**Text section:**
'''

# First nite tourney



## Shortdrift (Apr 5, 2004)

Fished a my very first night tourney Saturday 11 pm til Sunday 8am at Portage Lakes.. What a BLAST! Totally different than I anticipated as the night was very quiet and the bass turned on once the shore side bars shut down and all the butt heads managed to get their pontoons and Lake Erie sized boats back to their docks. My partner and I boated sixteen bass, lost six and missed at least ten or twelve more. I ended up with the big bass @ 20.25" and also managed to come in second place, one pound shy of first. I plan to make additional trips at night to other heavy traffic lakes and see if the tactic works. This switching back to bass fishing has been a lot of fun and a great return to my initial form of fishing with my Dad. I'm sure he was looking down and enjoying it also.


----------



## polebender (Oct 29, 2011)

That sounds like it was a blast! I've fished many tourneys over the years, but have never fished a night bass tournament! Great job for a second place finish! Congrats on big bass!


----------



## chrisrf815 (Jul 6, 2014)

Sounds awsome, nice job!


----------



## NCbassattack (May 5, 2014)

Shortdrift said:


> Fished a my very first night tourney Saturday 11 pm til Sunday 8am at Portage Lakes.. What a BLAST! Totally different than I anticipated as the night was very quiet and the bass turned on once the shore side bars shut down and all the butt heads managed to get their pontoons and Lake Erie sized boats back to their docks. My partner and I boated sixteen bass, lost six and missed at least ten or twelve more. I ended up with the big bass @ 20.25" and also managed to come in second place, one pound shy of first. I plan to make additional trips at night to other heavy traffic lakes and see if the tactic works. This switching back to bass fishing has been a lot of fun and a great return to my initial form of fishing with my Dad. I'm sure he was looking down and enjoying it also.

'''

**Data provided:**
'''

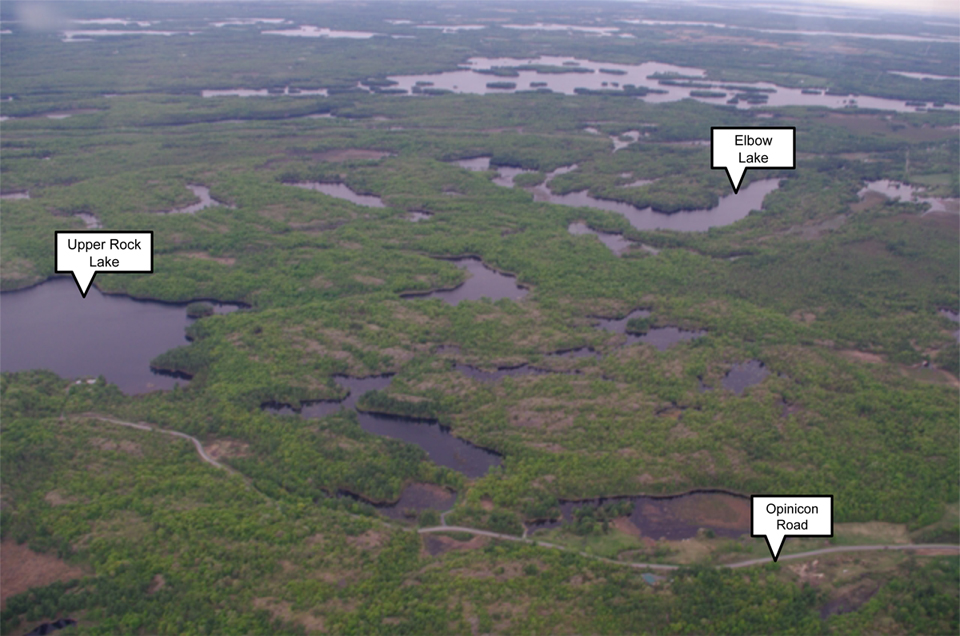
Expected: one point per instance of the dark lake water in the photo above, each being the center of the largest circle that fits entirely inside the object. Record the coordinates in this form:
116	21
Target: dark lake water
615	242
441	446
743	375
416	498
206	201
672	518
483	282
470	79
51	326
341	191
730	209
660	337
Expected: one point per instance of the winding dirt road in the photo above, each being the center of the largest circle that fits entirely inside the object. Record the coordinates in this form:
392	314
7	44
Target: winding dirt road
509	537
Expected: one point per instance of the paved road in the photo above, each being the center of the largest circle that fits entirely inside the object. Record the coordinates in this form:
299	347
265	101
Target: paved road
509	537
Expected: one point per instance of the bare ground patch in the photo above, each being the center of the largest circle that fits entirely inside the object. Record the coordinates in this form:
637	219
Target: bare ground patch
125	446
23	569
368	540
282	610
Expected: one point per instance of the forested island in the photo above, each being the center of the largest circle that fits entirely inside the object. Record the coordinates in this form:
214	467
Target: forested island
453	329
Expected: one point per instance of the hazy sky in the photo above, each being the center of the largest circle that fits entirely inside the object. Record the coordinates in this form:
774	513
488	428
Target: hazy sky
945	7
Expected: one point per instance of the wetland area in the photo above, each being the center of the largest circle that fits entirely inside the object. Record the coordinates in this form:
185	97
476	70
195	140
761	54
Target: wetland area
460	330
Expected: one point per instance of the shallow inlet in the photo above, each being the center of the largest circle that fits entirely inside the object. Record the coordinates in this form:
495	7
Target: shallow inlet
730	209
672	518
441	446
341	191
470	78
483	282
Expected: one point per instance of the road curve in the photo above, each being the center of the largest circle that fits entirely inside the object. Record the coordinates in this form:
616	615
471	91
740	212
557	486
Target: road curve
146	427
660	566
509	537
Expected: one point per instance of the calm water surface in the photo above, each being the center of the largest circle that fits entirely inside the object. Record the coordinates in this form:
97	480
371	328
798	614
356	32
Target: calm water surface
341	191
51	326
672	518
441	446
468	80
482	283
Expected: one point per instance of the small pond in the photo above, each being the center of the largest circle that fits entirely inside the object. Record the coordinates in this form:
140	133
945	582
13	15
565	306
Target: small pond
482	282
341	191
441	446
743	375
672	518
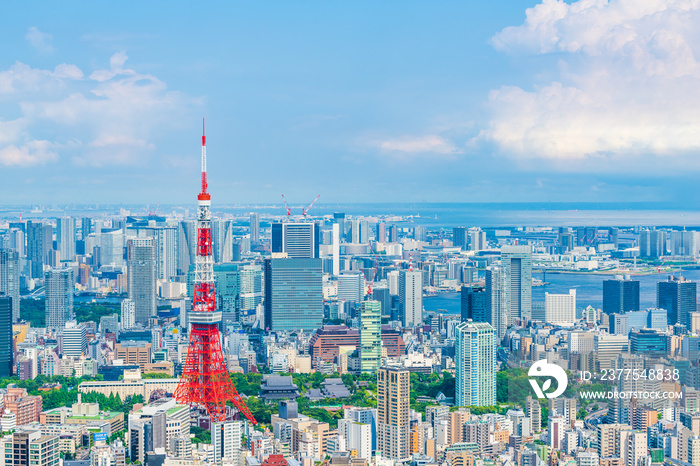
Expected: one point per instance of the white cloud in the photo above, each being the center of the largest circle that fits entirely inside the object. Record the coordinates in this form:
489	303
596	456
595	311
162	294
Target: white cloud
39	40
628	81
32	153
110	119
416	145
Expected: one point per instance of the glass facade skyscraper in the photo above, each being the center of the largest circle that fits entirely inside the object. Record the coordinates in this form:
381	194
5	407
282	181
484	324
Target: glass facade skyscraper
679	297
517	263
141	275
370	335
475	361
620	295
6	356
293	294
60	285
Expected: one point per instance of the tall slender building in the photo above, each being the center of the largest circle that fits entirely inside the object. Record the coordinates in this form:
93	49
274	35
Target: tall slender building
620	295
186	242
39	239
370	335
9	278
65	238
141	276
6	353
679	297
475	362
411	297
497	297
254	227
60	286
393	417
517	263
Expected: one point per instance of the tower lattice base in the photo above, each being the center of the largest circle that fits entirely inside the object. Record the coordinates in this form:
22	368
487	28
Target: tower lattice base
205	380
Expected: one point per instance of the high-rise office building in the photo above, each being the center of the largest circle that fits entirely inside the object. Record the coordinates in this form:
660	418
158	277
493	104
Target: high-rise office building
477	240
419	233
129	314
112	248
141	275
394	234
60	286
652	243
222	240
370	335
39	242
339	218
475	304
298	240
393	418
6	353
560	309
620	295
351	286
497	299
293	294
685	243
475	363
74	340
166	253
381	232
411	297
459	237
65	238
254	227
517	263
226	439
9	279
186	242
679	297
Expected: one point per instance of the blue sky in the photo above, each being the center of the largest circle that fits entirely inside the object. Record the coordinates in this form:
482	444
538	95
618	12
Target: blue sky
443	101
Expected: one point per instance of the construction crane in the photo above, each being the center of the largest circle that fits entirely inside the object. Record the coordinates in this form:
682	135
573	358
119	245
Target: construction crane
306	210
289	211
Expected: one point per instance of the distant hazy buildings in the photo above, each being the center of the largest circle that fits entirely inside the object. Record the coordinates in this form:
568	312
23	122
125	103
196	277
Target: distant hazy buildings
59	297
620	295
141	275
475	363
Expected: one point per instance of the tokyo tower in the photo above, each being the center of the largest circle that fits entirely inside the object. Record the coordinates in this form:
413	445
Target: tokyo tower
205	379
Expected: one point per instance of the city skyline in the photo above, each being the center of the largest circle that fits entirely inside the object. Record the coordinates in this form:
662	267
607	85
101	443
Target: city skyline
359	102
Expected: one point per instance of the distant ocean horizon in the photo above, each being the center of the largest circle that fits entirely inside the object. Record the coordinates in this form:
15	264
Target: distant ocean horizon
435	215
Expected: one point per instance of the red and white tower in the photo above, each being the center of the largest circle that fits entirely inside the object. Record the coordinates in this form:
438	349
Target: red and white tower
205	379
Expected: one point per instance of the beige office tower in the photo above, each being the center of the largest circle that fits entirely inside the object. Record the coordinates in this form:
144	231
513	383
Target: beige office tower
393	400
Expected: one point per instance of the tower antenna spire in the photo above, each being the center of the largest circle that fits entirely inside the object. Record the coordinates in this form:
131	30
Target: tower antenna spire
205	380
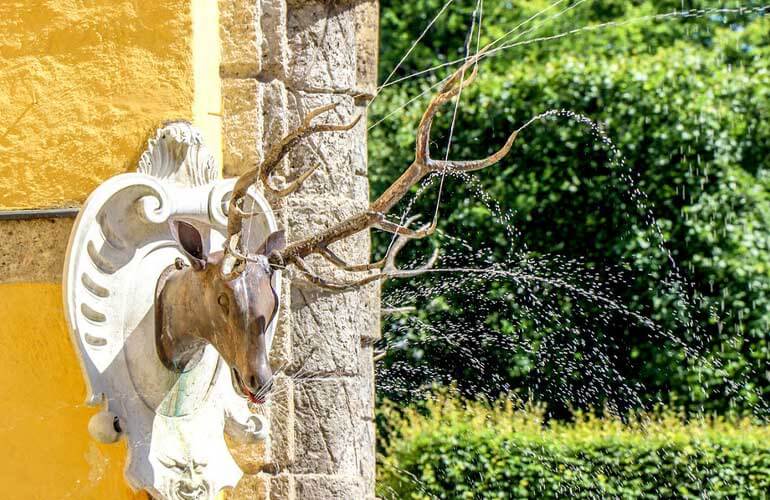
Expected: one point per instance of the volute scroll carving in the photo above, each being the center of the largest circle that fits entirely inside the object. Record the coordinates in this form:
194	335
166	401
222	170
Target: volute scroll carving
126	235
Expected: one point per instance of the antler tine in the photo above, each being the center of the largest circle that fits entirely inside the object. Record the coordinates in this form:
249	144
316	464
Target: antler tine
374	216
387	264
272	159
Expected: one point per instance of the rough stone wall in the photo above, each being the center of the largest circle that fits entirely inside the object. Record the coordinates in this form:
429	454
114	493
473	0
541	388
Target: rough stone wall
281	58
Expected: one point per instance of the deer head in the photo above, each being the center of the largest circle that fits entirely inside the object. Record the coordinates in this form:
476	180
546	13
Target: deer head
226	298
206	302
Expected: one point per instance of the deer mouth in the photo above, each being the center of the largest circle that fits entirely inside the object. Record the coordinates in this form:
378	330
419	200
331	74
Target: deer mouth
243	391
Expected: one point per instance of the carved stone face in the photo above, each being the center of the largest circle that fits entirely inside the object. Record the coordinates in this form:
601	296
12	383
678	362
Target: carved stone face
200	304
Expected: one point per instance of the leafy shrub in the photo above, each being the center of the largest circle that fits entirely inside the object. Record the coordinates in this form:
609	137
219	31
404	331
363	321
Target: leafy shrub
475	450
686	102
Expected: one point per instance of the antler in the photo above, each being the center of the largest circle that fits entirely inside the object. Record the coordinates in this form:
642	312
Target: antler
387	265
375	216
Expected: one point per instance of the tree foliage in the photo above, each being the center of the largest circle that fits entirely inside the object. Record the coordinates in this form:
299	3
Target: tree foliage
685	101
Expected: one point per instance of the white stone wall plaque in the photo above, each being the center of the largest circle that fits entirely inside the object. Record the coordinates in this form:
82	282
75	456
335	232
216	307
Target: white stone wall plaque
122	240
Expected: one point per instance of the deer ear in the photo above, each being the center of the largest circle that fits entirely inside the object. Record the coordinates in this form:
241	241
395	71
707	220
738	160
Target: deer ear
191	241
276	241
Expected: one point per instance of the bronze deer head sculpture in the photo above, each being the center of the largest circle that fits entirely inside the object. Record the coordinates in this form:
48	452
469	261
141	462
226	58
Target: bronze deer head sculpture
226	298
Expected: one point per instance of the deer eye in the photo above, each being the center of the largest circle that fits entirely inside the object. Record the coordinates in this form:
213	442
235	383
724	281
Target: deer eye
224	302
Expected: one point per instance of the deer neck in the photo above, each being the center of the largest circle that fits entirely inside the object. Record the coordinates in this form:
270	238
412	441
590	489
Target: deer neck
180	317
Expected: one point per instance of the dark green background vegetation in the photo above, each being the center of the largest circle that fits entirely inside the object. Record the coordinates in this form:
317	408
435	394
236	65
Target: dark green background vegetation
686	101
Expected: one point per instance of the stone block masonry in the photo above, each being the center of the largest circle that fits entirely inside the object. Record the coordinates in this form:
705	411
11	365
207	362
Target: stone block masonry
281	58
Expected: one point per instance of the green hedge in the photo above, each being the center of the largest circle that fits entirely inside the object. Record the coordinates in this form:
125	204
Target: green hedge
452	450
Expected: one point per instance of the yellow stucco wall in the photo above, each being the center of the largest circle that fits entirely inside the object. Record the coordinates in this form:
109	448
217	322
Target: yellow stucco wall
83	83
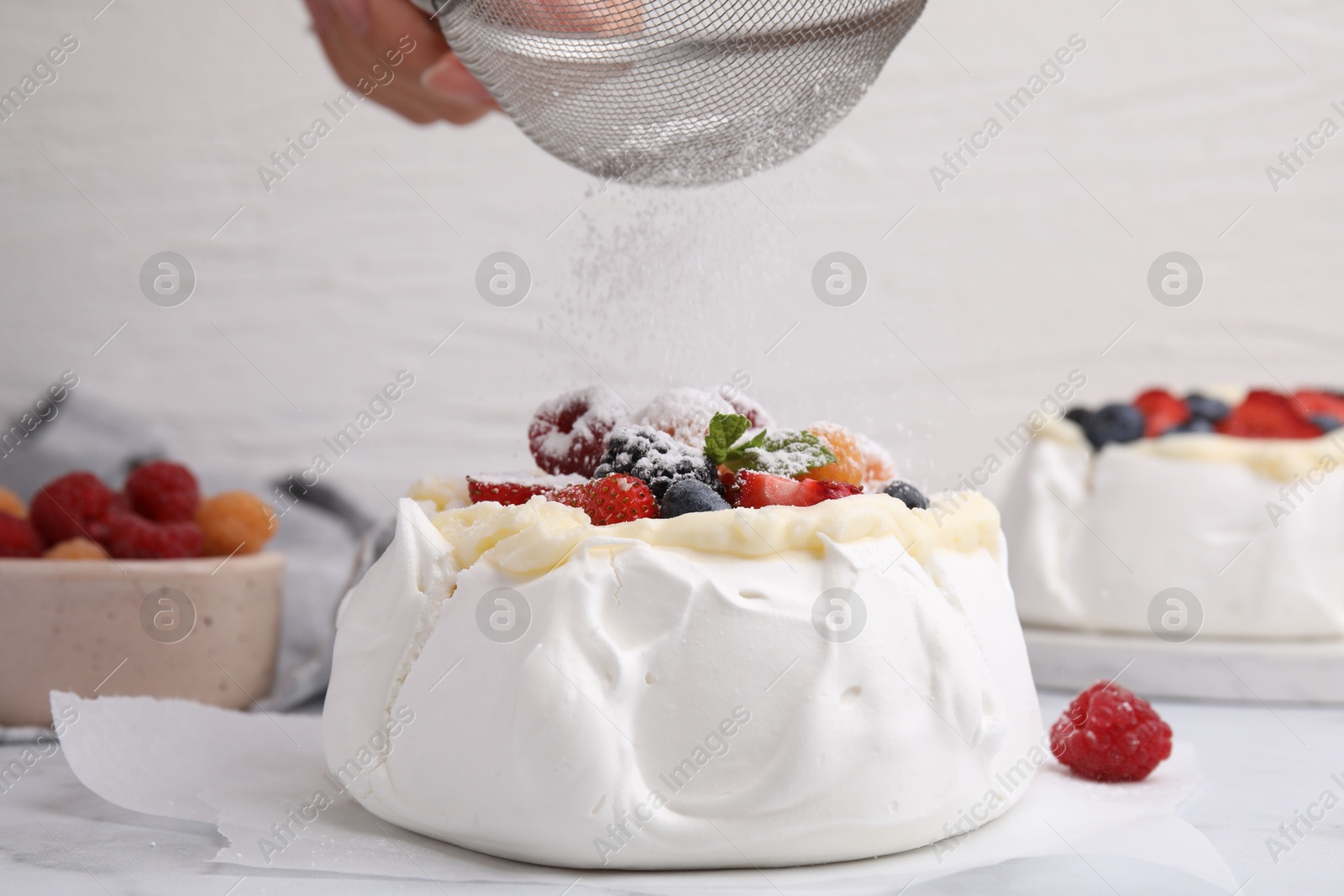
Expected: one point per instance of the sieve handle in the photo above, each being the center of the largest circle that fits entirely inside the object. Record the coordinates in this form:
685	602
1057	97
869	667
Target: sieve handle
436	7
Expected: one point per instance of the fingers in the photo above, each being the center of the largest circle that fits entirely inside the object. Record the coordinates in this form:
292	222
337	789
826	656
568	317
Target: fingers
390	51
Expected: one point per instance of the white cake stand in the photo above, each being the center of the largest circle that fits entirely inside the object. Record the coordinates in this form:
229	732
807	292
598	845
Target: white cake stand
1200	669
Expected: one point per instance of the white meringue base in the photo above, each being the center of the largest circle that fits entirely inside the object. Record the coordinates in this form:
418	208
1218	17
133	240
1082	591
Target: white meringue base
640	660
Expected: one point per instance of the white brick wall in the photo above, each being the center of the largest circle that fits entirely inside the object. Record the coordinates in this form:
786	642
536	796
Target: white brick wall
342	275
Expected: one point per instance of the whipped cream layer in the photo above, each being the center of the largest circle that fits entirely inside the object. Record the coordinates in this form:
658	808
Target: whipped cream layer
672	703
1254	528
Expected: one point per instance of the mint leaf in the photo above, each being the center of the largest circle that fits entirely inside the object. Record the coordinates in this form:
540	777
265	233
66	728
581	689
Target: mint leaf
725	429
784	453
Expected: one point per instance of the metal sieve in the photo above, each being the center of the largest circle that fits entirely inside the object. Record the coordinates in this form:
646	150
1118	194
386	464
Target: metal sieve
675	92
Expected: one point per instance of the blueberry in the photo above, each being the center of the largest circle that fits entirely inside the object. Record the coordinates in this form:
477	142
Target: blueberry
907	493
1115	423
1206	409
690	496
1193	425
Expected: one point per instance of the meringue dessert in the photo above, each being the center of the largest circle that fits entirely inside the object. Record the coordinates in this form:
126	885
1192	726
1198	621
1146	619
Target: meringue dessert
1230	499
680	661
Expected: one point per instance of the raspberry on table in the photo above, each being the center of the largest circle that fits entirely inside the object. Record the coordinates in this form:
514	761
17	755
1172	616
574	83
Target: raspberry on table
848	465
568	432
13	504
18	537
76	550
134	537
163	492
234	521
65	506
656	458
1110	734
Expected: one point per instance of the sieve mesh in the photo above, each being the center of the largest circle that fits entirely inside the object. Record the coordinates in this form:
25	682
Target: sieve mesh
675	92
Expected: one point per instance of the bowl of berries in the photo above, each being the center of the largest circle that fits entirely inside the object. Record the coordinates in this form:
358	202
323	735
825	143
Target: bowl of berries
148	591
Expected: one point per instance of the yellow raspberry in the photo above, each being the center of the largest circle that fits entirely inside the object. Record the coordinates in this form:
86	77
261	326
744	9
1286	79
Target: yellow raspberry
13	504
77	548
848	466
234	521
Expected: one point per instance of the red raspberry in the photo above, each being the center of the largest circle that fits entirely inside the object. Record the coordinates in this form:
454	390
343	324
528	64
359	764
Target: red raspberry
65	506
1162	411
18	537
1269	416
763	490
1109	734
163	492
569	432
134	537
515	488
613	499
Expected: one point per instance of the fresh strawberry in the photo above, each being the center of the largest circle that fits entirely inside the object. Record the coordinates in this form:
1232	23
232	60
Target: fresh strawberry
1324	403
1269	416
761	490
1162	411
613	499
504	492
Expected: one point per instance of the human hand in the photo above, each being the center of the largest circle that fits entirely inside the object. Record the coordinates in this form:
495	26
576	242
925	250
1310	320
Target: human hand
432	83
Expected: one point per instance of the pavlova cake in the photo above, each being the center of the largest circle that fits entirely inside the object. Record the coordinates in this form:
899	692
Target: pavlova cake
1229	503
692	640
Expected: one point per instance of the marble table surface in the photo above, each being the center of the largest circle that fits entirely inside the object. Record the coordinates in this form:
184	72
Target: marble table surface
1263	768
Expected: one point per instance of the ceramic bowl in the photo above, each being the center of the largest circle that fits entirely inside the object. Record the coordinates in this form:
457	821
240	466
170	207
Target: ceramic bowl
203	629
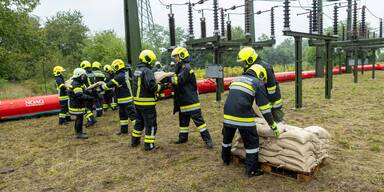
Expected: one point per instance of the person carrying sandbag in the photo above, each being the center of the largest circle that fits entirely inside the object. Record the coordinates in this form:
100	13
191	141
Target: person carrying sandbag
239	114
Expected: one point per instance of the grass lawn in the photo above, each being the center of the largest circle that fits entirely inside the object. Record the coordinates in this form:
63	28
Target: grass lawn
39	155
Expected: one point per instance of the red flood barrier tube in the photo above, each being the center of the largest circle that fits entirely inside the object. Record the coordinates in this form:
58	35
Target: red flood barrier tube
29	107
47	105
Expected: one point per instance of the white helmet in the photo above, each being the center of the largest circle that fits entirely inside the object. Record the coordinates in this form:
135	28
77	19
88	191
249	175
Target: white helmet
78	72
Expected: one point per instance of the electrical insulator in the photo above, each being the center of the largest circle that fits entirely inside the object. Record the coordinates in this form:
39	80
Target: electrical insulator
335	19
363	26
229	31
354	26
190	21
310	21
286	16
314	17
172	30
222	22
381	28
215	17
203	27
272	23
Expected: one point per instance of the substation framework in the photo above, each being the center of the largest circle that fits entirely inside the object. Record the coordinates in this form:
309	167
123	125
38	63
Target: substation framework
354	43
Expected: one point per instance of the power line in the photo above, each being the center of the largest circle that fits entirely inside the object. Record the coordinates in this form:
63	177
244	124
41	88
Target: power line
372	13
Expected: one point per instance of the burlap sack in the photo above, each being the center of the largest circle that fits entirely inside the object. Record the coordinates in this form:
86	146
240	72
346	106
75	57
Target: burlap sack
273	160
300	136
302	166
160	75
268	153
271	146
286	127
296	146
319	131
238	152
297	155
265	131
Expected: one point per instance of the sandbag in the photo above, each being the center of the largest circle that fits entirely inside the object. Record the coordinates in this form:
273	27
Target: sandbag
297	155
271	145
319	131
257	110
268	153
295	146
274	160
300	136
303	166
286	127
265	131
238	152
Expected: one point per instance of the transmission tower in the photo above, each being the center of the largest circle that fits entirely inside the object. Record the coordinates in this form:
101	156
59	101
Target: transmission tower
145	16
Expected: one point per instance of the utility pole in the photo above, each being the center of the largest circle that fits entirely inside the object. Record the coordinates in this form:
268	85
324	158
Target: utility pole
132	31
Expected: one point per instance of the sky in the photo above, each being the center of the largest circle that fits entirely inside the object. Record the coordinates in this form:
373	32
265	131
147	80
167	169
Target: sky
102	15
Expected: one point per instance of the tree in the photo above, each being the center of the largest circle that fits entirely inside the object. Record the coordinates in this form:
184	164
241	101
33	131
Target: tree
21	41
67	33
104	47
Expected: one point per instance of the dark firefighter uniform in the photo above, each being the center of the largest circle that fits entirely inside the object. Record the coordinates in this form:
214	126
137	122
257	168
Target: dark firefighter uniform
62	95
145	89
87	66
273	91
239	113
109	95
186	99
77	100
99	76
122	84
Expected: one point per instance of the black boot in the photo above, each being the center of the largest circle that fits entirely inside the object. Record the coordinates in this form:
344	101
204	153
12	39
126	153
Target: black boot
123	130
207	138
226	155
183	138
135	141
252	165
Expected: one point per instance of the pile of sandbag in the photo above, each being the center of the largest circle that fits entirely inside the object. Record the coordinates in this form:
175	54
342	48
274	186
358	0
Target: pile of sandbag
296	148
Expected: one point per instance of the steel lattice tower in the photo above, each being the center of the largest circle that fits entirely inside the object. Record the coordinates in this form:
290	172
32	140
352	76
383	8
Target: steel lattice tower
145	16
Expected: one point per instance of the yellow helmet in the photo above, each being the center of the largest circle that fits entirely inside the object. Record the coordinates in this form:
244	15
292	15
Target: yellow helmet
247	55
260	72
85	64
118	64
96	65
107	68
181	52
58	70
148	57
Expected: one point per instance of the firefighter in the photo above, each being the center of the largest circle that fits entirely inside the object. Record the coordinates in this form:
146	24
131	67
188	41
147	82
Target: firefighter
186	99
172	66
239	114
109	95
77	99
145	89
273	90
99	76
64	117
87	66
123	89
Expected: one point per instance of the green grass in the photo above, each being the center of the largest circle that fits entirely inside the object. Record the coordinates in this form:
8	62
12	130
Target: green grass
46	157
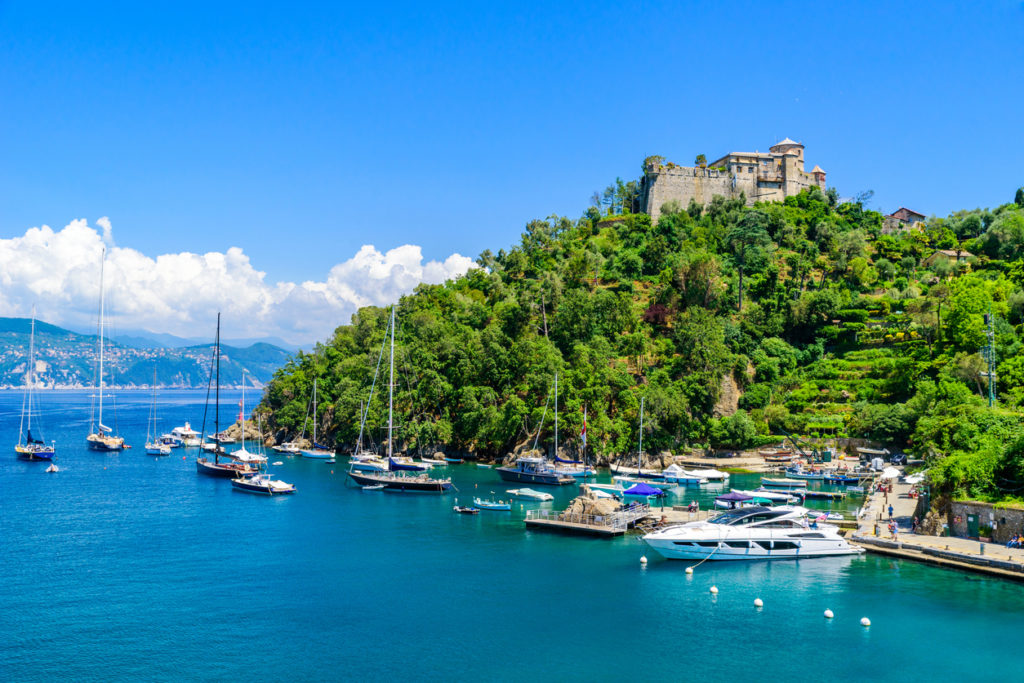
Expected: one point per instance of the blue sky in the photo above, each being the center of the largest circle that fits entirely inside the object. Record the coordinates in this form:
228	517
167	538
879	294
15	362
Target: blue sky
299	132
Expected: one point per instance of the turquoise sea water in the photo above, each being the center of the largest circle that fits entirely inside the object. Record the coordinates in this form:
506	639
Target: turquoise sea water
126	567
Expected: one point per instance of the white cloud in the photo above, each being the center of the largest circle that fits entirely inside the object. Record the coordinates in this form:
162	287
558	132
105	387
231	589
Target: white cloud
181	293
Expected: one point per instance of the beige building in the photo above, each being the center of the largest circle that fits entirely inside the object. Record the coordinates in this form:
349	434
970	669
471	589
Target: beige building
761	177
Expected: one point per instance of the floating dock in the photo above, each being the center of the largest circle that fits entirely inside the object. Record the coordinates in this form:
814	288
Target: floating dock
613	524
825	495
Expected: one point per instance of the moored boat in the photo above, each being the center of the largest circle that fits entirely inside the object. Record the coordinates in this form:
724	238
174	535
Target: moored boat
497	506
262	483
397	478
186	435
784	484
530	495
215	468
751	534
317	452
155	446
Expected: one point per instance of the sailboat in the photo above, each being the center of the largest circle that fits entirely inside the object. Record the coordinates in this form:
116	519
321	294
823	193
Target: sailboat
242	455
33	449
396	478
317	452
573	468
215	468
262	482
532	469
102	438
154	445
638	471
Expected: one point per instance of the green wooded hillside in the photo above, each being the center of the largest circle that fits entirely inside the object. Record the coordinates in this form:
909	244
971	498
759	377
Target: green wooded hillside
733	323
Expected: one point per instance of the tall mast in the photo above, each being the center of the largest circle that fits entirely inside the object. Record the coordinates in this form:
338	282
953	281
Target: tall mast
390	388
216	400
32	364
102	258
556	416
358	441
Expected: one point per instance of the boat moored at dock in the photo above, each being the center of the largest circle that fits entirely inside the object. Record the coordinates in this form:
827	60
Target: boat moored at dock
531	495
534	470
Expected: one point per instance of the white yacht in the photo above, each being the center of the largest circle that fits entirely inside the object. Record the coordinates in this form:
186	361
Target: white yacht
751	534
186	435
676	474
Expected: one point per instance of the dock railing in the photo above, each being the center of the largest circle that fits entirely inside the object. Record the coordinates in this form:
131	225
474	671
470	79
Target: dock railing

'''

**Required work:** From the night tournament thread, copy the part that opens with the words containing "That sounds like" and closes with "awsome, nice job!". The records have nothing to do with the night tournament thread.

**Answer to this task:**
That sounds like it was a blast! I've fished many tourneys over the years, but have never fished a night bass tournament! Great job for a second place finish! Congrats on big bass!


----------



## chrisrf815 (Jul 6, 2014)

Sounds awsome, nice job!